## TEXT SEGMENT
##############################
The applicant seeks that the Secretary produce copies of a wide range of documents created in the process of preparing 31 specified directions under s 200 between 31 July and 27 October 2020 which imposed Covid-19 restrictions (Relevant Directions).  The Secretary, on the other hand contends that the exercise of the power of authorisation under s 199 began and ended with the issue of the formal notice of authorisation in each case. 

Issue:

Whether or not the Secretary is required to produce the documents requested.

Applicable law:

Loielo v Giles [2020] VSC 722  - an (unsuccessful) challenge to the validity of the Stay at Home Directions (Restricted Areas) (No. 15) of 13 September 2020 (Curfew Direction) of 13 September 2020, brought by way of judicial review. 

Project Blue Sky v Australian Broadcasting Authority (1998) 194 CLR 355; [1998] HCA 28 - provides that while there is a requirement for any Authorisation given orally to be confirmed in writing as soon as reasonably practicable (under s 201(2)), any oral Authorisation which was in fact issued, but not so confirmed in writing, would nevertheless be valid.

Filonis v Transport Accident Commission (2003) 20 VAR 96; [2003] VCAT 445. - pursuant to which Judge Bowman relevantly referred to two requirements under s 49(3). 

MCN v State of Victoria (Department of Education and Training) [2021] VCAT 1010 - the Tribunal, constituted by Deputy President Nihill, heard an application for orders under s 80 for the production of a large number of documents in a discrimination matter. The Tribunal affirmed that there are no rules with respect to discovery in VCAT, as it is not a court of pleadings. 

Liesfield v SPI Electricity Pty Ltd & Ors (Ruling No 1[2013] VSC 634   - provides that "where discovery potentially requires extensive trawling through databases and emails, a court must be conscious of the words of the High Court in Armstrong and obligations under the CPA."

Volunteer Fire Brigades Victoria v CFA [2021] VCAT 1010 - where the Tribunal bore those cases in mind, while acknowledging that the Tribunal is not a court of pleadings and does not require ‘compliance’ with the Supreme Court Rules, orders for discovery should be proportionate to the relevance of the issues addressed in the proceeding and its likely costs. 

Canaan Holdings Pty Ltd v Whitehorse CC [2015] VCAT 1608 - provides that the authorisations are important documents and in my view, there is no reason to conclude that they may not be made in the form of an ‘instrument’. 

Analysis:

Division 3 of Part 10 of the PHW Act (s 198–s 204) provided for emergency powers which were used to impose the unprecedented restrictions introduced in Victoria from March 2020.  First, there is the power to declare a state of emergency.  Second, is the power given to the CHO by s 199 to issue authorisations to AOs where necessary for the purpose of eliminating or reducing a serious risk to public health.   Third, there is the power for the AOs thus authorised to exercise the emergency powers set out in s 200.
##############################
## ENTRIES PROVIDED
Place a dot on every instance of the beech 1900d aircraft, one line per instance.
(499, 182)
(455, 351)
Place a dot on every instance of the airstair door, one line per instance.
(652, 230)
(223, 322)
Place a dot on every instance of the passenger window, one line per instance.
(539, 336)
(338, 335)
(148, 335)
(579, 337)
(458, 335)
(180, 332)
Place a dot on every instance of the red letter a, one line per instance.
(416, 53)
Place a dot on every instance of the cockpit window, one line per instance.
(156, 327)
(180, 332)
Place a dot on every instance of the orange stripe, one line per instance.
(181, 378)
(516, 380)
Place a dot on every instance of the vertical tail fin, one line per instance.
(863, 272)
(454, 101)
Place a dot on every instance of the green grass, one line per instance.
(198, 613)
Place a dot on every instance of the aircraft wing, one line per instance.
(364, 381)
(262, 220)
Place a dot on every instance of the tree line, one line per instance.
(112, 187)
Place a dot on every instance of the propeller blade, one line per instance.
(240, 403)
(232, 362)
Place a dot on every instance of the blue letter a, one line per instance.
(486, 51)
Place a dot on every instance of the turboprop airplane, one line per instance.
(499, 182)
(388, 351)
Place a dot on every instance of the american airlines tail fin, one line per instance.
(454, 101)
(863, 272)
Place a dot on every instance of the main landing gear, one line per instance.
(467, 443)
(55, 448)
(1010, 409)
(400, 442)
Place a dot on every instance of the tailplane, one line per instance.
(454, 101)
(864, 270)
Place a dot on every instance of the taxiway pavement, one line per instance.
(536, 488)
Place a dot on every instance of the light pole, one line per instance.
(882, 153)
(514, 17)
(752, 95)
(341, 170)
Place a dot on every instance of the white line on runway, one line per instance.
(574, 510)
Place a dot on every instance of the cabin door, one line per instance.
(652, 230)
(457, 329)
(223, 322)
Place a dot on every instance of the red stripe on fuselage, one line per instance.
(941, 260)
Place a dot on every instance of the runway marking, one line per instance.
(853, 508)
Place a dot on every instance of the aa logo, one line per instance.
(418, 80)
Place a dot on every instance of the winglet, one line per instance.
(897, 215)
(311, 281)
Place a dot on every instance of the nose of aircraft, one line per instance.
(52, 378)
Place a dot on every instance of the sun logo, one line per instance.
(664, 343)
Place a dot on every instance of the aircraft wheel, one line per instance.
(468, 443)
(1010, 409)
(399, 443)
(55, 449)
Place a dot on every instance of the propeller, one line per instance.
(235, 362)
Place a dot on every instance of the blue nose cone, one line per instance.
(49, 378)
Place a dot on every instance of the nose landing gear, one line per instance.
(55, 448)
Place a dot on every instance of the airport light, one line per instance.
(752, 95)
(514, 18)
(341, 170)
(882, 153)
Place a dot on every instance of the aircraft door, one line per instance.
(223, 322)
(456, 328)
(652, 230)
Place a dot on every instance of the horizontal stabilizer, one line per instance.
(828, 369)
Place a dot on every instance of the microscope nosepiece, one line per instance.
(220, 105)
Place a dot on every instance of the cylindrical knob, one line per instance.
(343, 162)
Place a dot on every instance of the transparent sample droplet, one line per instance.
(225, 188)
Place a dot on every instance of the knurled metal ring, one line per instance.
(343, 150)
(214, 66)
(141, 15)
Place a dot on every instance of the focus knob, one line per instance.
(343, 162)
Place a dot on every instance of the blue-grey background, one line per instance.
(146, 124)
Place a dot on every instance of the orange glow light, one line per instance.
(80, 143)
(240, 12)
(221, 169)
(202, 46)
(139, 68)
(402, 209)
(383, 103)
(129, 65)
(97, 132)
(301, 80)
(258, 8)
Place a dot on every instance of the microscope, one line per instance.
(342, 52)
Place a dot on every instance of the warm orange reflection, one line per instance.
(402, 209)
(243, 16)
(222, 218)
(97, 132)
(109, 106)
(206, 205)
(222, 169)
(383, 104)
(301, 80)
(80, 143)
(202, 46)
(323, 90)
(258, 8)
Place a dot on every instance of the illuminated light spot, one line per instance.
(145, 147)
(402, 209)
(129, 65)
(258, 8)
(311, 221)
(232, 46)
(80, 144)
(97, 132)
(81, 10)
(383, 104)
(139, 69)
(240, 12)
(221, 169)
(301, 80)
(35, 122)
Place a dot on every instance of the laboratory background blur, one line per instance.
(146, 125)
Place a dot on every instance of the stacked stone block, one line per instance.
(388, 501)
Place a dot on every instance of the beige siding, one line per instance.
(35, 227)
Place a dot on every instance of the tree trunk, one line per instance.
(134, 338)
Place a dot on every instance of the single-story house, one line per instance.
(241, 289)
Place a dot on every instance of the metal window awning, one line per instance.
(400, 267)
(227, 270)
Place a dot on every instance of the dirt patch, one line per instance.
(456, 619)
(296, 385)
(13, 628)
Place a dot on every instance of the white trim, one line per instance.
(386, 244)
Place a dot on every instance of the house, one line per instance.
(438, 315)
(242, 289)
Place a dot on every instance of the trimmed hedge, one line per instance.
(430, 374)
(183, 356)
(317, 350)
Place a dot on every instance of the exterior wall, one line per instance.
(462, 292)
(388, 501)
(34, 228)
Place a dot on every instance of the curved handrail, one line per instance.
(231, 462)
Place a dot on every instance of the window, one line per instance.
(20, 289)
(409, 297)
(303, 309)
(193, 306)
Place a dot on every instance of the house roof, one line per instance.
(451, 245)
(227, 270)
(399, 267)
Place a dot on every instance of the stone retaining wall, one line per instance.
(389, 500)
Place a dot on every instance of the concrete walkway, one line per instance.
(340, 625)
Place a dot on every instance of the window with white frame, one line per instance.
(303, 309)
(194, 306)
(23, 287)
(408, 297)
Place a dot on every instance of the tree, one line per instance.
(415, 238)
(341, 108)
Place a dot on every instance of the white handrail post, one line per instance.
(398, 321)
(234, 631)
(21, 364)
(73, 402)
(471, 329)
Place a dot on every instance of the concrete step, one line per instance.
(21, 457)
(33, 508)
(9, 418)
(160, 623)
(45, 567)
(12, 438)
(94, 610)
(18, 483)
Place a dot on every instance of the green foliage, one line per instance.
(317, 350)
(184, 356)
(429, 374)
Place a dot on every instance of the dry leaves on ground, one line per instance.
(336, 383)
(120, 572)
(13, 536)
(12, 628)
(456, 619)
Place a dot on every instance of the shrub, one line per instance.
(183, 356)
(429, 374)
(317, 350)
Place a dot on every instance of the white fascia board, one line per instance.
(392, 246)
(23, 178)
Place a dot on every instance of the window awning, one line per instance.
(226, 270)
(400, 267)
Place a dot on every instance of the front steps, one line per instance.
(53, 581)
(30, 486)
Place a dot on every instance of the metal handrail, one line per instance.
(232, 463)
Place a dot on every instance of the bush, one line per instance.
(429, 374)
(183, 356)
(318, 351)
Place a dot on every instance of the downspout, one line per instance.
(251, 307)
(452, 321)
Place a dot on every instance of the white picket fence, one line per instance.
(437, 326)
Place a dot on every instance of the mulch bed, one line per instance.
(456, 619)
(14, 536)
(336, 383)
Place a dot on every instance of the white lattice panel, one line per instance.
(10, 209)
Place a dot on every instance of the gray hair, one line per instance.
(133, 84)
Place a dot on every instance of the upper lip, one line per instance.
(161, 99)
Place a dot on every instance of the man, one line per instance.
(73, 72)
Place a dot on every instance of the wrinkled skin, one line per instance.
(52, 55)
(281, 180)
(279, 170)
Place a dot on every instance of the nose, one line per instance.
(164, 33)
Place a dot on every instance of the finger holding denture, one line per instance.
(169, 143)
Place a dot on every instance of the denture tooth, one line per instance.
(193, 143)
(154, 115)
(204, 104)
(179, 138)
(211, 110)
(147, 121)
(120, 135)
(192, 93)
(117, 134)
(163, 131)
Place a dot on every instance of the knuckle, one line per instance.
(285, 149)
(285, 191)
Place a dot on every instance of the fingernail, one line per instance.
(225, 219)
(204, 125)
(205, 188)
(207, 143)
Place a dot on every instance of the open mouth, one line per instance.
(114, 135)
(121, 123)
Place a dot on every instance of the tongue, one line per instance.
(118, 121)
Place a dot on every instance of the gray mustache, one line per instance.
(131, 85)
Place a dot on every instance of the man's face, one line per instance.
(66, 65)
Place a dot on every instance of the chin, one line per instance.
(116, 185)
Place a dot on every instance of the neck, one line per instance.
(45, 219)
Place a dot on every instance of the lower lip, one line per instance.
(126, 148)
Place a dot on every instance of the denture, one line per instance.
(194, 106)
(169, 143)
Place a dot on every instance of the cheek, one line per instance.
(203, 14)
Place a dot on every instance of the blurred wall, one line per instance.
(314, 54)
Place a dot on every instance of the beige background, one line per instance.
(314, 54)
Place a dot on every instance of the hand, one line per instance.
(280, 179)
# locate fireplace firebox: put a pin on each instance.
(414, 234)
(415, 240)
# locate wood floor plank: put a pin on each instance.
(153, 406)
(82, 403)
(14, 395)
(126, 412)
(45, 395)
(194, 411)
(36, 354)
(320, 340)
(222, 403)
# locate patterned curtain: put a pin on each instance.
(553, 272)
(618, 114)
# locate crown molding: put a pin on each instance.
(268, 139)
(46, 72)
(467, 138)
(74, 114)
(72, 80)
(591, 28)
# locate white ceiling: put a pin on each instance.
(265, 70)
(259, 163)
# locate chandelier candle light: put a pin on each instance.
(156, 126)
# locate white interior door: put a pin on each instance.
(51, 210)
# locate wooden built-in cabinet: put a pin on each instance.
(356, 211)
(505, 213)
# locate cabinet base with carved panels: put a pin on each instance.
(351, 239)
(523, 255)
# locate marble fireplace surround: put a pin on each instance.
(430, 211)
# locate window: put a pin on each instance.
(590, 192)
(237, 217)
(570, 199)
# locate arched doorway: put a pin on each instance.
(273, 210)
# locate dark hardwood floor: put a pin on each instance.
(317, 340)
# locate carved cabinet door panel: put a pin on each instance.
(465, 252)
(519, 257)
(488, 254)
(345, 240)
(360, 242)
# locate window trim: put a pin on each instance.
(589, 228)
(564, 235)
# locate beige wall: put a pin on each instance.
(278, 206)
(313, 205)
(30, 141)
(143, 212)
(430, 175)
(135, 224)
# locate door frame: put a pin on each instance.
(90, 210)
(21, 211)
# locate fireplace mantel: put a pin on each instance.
##############################
## PROBLEM 1
List the names of the cases cited under "Applicable law" in the document-production summary above, giving only the parties' names for each.
## PROBLEM 2
Return the passage of the document-production summary above from "Whether or not the" to "nevertheless be valid.", copied word for word.

## EXERCISE ANSWER 1
Loielo v Giles
Project Blue Sky v Australian Broadcasting Authority
Filonis v Transport Accident Commission
MCN v State of Victoria (Department of Education and Training)
Liesfield v SPI Electricity Pty Ltd & Ors
Volunteer Fire Brigades Victoria v CFA
Canaan Holdings Pty Ltd v Whitehorse CC

## EXERCISE ANSWER 2
Whether or not the Secretary is required to produce the documents requested.

Applicable law:

Loielo v Giles [2020] VSC 722  - an (unsuccessful) challenge to the validity of the Stay at Home Directions (Restricted Areas) (No. 15) of 13 September 2020 (Curfew Direction) of 13 September 2020, brought by way of judicial review. 

Project Blue Sky v Australian Broadcasting Authority (1998) 194 CLR 355; [1998] HCA 28 - provides that while there is a requirement for any Authorisation given orally to be confirmed in writing as soon as reasonably practicable (under s 201(2)), any oral Authorisation which was in fact issued, but not so confirmed in writing, would nevertheless be valid.